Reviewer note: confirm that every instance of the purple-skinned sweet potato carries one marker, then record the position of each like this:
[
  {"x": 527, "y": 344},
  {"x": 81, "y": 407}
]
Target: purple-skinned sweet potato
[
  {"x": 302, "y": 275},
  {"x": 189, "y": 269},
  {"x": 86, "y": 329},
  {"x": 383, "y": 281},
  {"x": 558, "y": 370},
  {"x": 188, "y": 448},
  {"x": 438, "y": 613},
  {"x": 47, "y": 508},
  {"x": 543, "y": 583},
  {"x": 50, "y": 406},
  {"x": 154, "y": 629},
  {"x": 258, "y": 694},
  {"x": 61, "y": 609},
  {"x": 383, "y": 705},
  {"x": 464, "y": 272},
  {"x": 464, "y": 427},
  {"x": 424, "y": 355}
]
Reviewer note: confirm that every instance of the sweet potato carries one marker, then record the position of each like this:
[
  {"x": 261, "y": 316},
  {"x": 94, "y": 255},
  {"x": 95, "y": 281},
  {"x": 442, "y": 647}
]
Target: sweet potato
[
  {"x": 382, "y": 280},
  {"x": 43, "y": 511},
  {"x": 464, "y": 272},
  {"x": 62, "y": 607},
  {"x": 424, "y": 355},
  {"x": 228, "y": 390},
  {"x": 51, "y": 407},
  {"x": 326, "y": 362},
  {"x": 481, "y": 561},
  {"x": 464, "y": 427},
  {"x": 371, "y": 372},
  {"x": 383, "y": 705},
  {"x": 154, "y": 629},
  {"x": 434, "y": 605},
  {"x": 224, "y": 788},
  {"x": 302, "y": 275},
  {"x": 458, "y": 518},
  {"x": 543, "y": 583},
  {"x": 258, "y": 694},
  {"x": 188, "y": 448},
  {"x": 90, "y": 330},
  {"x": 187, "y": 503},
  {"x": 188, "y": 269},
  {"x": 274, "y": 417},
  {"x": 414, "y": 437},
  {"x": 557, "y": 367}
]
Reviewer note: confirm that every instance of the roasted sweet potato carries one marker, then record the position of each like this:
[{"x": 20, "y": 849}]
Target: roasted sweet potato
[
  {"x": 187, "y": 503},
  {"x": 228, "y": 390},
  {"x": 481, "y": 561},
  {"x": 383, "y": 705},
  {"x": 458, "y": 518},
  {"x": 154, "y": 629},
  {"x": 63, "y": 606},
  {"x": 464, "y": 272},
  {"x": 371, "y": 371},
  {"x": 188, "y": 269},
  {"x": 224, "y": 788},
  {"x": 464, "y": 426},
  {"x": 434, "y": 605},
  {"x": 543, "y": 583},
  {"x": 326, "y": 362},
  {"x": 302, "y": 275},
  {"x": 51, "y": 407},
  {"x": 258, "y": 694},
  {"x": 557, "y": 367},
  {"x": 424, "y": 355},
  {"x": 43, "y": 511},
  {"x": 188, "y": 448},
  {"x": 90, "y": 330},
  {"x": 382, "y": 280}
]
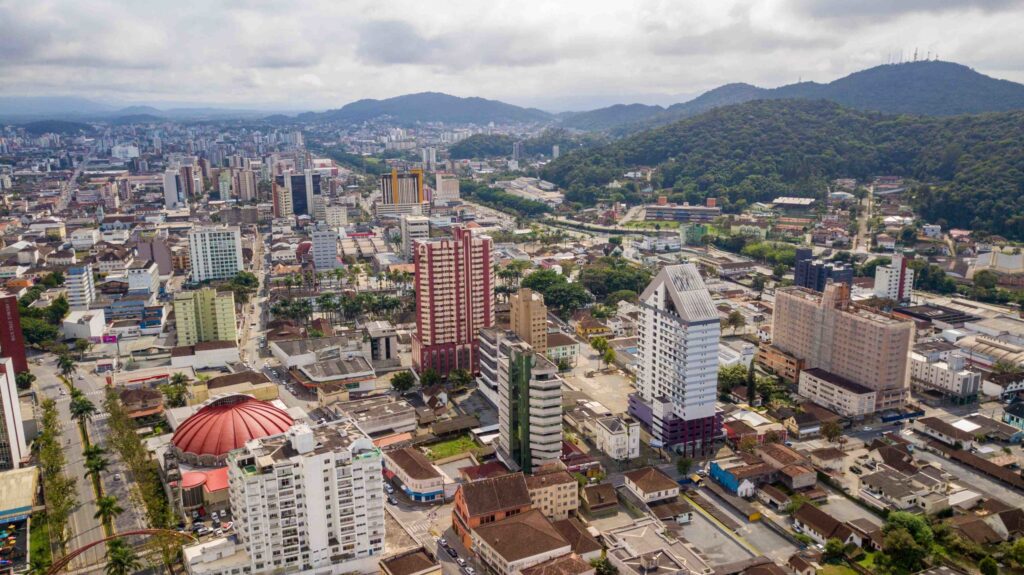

§ GOAL OF THE EXERCISE:
For the string "each", give the number of lines in the entries that contain it, with no other words.

§ REPLY:
3